-- start --
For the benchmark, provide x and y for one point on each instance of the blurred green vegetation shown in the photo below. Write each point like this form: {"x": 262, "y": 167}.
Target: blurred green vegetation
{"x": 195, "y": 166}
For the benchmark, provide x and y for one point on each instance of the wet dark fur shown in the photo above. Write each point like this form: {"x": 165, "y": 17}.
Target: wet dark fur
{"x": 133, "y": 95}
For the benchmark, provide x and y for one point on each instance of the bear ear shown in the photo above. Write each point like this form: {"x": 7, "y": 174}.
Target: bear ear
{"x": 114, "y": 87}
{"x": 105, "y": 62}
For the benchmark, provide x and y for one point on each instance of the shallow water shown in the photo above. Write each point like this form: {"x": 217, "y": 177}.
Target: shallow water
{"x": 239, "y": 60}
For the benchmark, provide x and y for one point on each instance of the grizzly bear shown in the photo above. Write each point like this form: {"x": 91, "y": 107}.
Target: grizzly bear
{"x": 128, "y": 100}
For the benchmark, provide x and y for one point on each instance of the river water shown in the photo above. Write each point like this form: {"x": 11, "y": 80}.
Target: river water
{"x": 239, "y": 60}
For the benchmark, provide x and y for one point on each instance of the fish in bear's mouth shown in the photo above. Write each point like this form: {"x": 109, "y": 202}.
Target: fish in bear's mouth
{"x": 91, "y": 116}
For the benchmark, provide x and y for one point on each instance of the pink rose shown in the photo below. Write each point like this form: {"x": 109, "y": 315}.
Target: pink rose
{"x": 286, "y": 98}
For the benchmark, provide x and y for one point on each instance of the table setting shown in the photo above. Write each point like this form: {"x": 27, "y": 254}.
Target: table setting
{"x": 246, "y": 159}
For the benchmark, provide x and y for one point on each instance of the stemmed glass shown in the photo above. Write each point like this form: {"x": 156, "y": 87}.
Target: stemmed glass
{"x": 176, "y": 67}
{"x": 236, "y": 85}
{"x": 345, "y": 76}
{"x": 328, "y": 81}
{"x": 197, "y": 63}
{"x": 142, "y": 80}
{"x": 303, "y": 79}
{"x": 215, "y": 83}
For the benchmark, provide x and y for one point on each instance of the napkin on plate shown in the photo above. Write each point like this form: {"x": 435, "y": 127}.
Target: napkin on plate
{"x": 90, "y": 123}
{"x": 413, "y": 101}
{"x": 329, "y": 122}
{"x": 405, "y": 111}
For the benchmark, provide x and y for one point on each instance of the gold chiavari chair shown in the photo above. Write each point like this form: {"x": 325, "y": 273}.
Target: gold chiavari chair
-- end --
**Written task**
Arrange all of the material above as a JSON list of strings, with one string for each line and no entries for blank lines.

**Solution**
[
  "For the benchmark, provide x and y for one point on each instance of the blurred green vegetation shown in the photo below. Write each point like this form: {\"x\": 262, \"y\": 167}.",
  "Target: blurred green vegetation",
  "{\"x\": 195, \"y\": 166}",
  "For the benchmark, provide x and y for one point on each instance of the wet dark fur shown in the photo above. Write each point like this form: {\"x\": 165, \"y\": 17}.",
  "Target: wet dark fur",
  "{\"x\": 133, \"y\": 95}",
  "For the benchmark, provide x and y for one point on each instance of the bear ear shown in the photo above. Write each point like this form: {\"x\": 7, \"y\": 174}.",
  "Target: bear ear",
  "{\"x\": 114, \"y\": 87}",
  "{\"x\": 105, \"y\": 62}",
  "For the benchmark, provide x and y for one point on each instance of the shallow water shown in the photo above. Write each point like this form: {\"x\": 217, \"y\": 177}.",
  "Target: shallow water",
  "{\"x\": 239, \"y\": 60}",
  "For the benchmark, provide x and y for one point on each instance of the grizzly bear shown in the photo above. Write each point like this form: {\"x\": 91, \"y\": 107}.",
  "Target: grizzly bear",
  "{\"x\": 128, \"y\": 100}",
  "For the benchmark, provide x and y for one point on each instance of the river water shown in the photo above. Write each point like this form: {\"x\": 11, \"y\": 80}.",
  "Target: river water",
  "{\"x\": 239, \"y\": 60}",
  "For the benchmark, provide x and y for one point on each instance of the fish in bear's mouth shown in the photo above. Write each point like this form: {\"x\": 109, \"y\": 202}.",
  "Target: fish in bear's mouth",
  "{\"x\": 91, \"y\": 116}",
  "For the benchmark, provide x and y for one point on each instance of the pink rose shown in the photo below. Write each point like this form: {\"x\": 109, \"y\": 315}.",
  "Target: pink rose",
  "{\"x\": 286, \"y\": 98}",
  "For the benchmark, provide x and y for one point on each instance of the table setting shown in the photo above. Write each point like this form: {\"x\": 27, \"y\": 254}.",
  "Target: table setting",
  "{\"x\": 246, \"y\": 159}",
  "For the benchmark, provide x and y for one point on each instance of the stemmed glass shown in the photo above. Write each point like this form: {\"x\": 156, \"y\": 87}.",
  "Target: stemmed glass",
  "{\"x\": 176, \"y\": 67}",
  "{\"x\": 236, \"y\": 85}",
  "{\"x\": 345, \"y\": 76}",
  "{\"x\": 328, \"y\": 81}",
  "{\"x\": 197, \"y\": 63}",
  "{\"x\": 142, \"y\": 80}",
  "{\"x\": 303, \"y\": 79}",
  "{\"x\": 215, \"y\": 83}",
  "For the benchmark, provide x and y for one point on each instance of the napkin on plate shown in the photo above. Write each point like this form: {\"x\": 435, \"y\": 127}.",
  "Target: napkin on plate",
  "{\"x\": 90, \"y\": 123}",
  "{\"x\": 413, \"y\": 101}",
  "{\"x\": 329, \"y\": 122}",
  "{\"x\": 405, \"y\": 111}",
  "For the benchmark, provide x and y for one point on each instance of the gold chiavari chair shown in the photo above. Write each point like this form: {\"x\": 325, \"y\": 273}.",
  "Target: gold chiavari chair"
]